**EXERCISE REQUIREMENTS:**
How many lines in the material below contain the string "mist"? Reply with the number only.
* start *
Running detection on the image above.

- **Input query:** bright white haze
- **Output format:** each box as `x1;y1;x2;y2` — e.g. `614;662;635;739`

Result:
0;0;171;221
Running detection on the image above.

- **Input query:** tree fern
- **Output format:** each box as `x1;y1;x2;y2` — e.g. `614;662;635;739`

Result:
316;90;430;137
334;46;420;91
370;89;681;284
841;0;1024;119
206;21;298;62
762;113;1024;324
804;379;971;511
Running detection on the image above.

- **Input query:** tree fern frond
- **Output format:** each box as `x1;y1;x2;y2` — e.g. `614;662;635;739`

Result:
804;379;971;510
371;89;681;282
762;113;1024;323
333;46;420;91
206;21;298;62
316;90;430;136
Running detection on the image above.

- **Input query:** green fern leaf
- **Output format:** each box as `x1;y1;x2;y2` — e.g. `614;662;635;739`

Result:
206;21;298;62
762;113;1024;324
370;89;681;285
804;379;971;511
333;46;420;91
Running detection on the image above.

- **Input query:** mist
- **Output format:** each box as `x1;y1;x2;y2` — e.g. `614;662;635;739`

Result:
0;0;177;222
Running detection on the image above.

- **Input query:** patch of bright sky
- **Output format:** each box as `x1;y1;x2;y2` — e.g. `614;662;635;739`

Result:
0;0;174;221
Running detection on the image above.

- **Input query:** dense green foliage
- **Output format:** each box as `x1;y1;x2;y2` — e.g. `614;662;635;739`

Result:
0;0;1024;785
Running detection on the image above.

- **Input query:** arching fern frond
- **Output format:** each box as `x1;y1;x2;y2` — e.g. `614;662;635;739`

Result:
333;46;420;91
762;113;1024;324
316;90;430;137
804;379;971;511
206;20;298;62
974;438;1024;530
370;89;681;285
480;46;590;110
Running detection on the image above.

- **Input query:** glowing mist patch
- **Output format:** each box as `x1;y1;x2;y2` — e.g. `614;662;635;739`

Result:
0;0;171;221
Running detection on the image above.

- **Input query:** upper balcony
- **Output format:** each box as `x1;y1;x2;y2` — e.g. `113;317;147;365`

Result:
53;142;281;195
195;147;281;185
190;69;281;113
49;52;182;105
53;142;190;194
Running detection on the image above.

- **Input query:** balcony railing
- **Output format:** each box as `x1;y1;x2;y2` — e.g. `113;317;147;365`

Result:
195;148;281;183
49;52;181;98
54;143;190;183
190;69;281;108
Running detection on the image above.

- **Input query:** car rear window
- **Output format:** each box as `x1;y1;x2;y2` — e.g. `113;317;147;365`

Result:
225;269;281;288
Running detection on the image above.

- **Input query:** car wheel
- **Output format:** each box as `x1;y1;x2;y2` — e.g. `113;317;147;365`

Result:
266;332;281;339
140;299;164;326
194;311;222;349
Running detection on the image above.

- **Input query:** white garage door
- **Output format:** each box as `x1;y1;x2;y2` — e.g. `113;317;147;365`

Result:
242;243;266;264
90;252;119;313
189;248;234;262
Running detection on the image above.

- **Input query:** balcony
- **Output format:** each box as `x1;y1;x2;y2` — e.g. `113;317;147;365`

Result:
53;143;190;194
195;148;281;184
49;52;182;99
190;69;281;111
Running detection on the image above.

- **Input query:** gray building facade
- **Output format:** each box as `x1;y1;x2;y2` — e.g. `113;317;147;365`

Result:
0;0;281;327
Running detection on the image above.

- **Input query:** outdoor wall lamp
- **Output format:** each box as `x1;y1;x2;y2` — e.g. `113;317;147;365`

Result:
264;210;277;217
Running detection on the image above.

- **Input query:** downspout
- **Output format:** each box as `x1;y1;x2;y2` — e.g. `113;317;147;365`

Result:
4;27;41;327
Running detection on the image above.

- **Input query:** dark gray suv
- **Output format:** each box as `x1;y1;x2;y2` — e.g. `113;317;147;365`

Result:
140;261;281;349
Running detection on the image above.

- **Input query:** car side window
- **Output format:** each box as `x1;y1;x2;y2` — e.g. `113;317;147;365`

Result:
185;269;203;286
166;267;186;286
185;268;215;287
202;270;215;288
* end *
**ANSWER TO THIS TASK:**
2